Using the records below, write out again exactly the lines that begin at the line containing "shape point(70, 613)" and end at the line containing "shape point(683, 515)", and no other lines.

═══

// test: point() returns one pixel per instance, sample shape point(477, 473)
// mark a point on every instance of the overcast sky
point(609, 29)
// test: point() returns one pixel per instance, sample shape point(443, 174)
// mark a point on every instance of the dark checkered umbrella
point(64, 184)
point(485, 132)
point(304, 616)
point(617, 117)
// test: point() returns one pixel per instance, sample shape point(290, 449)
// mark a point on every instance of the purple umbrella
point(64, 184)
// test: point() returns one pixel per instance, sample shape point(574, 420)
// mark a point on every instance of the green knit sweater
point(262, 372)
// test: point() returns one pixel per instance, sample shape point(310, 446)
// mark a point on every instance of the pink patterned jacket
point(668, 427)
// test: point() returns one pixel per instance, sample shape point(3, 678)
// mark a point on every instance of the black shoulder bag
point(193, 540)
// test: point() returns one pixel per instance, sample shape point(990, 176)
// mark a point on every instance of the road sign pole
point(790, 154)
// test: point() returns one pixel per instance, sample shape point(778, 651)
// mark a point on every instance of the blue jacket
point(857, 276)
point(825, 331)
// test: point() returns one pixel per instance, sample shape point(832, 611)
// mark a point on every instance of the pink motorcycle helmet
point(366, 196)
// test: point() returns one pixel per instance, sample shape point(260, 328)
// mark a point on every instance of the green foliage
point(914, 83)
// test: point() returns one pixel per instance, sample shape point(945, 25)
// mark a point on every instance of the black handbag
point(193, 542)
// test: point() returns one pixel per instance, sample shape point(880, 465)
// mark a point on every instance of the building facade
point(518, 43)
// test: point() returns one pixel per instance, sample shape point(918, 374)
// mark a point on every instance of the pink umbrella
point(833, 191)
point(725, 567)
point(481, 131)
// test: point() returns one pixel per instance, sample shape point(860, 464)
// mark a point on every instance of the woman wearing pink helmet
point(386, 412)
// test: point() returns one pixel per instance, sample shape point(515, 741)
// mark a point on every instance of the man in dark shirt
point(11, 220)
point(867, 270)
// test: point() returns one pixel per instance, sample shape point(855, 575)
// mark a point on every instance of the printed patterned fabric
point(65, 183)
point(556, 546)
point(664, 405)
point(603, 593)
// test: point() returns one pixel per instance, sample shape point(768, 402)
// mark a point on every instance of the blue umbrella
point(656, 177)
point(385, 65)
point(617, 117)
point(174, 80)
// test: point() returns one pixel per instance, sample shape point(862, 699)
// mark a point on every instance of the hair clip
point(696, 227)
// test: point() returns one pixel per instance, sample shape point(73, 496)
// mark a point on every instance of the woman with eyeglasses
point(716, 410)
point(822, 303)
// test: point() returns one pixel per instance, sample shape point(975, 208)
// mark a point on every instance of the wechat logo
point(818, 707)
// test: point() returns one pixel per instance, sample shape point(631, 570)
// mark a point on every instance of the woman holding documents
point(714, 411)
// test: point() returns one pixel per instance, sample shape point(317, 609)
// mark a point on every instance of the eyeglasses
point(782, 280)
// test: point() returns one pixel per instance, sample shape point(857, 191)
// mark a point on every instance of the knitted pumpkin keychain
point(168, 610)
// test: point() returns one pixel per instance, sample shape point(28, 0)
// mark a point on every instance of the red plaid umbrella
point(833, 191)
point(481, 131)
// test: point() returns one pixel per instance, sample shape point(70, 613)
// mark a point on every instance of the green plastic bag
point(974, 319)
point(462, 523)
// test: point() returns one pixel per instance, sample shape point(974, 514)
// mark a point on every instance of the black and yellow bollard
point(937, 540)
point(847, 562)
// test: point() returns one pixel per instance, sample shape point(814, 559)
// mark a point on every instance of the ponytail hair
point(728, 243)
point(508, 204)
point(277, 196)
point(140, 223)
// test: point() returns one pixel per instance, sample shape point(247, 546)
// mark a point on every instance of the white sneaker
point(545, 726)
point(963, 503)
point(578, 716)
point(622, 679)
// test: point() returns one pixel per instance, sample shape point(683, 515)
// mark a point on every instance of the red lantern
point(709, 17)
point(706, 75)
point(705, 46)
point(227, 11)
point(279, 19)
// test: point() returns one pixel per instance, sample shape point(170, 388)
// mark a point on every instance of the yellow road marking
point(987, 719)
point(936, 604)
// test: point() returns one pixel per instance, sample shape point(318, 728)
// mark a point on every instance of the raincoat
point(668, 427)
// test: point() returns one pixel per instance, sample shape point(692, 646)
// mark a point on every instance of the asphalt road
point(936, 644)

═══

▸ RESULT OF THIS TASK
// test: point() returns one pixel per instance, sample shape point(70, 613)
// mark a point on every instance of the green plastic bag
point(974, 319)
point(462, 523)
// test: point() returns one pixel per instance, sample shape point(974, 514)
// mark a point on every instance of the black and yellow bollard
point(937, 540)
point(847, 562)
// test: point() returns one pixel per instance, sample shape point(814, 559)
// mark a point on every instance of the ponytail hair
point(728, 243)
point(508, 204)
point(277, 196)
point(140, 223)
// test: point() returns one pixel per instance, sample shape point(247, 546)
// mark a point on every instance of the white sneaker
point(545, 726)
point(963, 503)
point(578, 716)
point(622, 679)
// test: point() returns one pixel per instance, sample shape point(683, 515)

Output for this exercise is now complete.